(Available records)
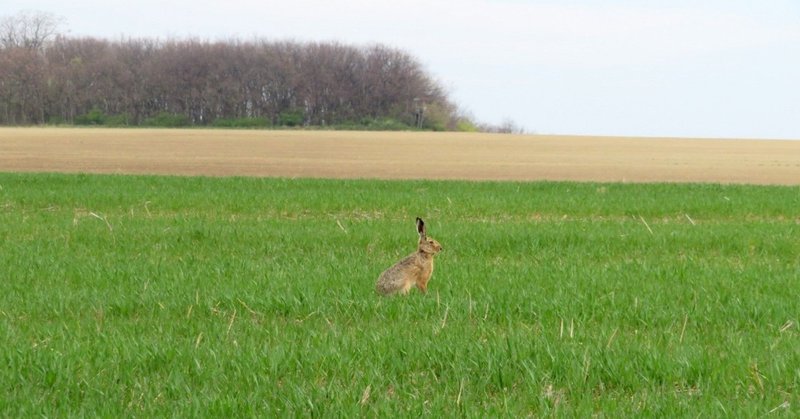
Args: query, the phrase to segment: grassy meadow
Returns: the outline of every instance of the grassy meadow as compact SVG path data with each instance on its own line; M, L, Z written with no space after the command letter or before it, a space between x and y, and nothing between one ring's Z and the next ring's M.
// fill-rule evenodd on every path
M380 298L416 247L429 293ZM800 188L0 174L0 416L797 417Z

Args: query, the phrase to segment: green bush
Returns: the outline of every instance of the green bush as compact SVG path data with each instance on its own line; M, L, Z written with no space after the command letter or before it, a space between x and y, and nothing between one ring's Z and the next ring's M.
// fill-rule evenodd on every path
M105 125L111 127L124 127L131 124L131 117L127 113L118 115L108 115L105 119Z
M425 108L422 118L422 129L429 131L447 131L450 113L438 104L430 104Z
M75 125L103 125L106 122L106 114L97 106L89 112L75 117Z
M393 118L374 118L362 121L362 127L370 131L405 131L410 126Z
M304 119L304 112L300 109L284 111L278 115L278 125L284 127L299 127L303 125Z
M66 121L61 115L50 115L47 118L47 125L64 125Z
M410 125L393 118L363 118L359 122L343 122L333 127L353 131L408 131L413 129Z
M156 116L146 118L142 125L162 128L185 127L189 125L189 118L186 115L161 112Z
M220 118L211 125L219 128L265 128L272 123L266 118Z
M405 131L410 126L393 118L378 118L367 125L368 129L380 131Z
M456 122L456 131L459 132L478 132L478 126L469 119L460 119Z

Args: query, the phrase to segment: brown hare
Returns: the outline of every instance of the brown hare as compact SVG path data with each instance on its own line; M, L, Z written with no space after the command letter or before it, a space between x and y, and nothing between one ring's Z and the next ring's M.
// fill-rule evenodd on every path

---

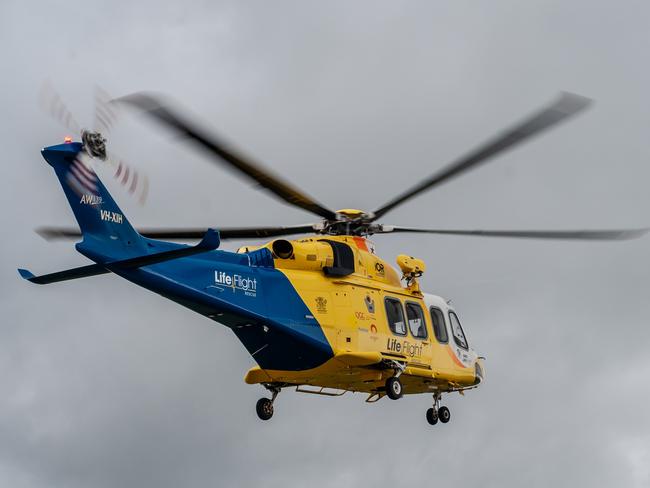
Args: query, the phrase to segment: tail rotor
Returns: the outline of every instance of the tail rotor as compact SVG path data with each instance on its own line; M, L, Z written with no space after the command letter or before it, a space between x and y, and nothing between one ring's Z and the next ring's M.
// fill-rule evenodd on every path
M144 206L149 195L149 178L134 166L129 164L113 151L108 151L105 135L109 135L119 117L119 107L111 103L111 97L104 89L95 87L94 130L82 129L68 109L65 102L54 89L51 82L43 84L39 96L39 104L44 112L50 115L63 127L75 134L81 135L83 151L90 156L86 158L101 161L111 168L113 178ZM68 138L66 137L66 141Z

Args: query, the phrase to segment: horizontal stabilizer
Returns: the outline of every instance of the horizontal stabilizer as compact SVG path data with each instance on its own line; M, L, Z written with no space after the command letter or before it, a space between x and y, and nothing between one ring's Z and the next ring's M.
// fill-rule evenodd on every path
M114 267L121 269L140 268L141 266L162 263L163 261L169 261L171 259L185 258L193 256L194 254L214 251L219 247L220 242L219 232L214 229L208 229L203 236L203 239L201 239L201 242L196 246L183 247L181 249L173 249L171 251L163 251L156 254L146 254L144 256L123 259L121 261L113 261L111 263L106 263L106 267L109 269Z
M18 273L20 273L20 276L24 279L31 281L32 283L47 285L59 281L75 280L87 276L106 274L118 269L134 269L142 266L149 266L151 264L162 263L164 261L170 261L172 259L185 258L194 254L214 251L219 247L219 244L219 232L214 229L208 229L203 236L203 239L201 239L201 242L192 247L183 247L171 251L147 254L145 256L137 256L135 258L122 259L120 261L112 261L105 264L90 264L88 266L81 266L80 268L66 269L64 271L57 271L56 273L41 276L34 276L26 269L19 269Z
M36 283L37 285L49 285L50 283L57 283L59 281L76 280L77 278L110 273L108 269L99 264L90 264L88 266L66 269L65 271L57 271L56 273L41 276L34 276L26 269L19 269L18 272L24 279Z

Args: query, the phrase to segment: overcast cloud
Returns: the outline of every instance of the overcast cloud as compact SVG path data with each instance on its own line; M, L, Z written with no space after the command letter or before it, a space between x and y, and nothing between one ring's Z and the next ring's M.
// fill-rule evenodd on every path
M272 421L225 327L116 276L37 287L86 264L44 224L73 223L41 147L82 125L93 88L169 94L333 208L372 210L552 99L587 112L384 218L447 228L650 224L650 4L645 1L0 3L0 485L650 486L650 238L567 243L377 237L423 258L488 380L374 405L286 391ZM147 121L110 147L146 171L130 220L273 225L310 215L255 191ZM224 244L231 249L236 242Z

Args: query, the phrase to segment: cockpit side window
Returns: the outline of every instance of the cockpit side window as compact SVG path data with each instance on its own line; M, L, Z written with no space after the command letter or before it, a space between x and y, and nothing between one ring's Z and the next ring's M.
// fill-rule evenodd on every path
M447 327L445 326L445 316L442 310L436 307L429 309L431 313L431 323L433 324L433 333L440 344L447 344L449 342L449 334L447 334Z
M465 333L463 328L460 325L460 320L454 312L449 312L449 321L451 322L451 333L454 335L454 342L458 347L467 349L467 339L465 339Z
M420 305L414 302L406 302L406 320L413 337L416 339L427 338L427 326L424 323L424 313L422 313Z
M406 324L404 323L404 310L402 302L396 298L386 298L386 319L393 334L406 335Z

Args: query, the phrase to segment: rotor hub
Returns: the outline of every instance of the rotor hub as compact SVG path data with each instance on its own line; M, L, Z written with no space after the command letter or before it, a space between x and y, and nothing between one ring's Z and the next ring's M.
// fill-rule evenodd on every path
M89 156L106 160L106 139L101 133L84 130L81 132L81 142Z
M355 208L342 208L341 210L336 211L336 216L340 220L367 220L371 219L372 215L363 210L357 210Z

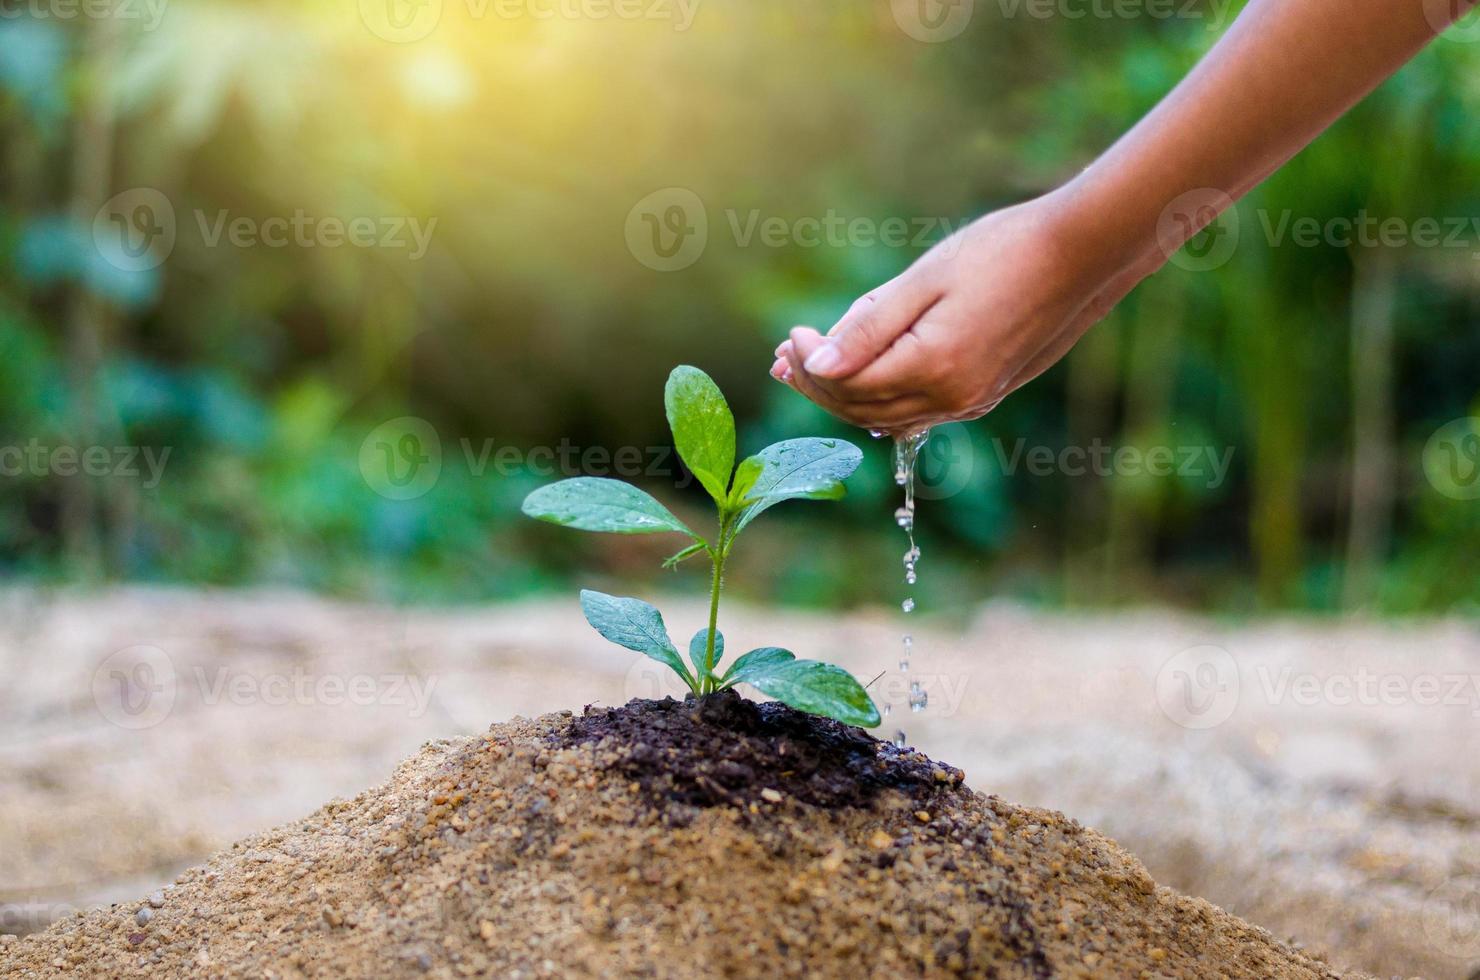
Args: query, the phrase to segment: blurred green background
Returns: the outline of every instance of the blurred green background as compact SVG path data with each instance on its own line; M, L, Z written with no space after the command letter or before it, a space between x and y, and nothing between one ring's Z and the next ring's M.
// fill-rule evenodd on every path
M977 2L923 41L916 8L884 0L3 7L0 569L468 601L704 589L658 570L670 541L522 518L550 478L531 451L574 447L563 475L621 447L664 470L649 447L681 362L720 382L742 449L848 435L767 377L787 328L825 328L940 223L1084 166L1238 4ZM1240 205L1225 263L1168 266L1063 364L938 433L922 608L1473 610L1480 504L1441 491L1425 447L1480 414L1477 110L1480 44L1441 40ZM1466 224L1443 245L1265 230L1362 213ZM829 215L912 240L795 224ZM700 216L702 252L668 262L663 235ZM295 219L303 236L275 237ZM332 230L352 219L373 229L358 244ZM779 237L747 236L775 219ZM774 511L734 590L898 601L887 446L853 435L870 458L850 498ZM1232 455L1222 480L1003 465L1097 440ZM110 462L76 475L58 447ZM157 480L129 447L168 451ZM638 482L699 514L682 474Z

(Directions for this task) Your reply must consist of the number of lines in the material above that include "brown", and nothing else.

(Response to the exercise) 2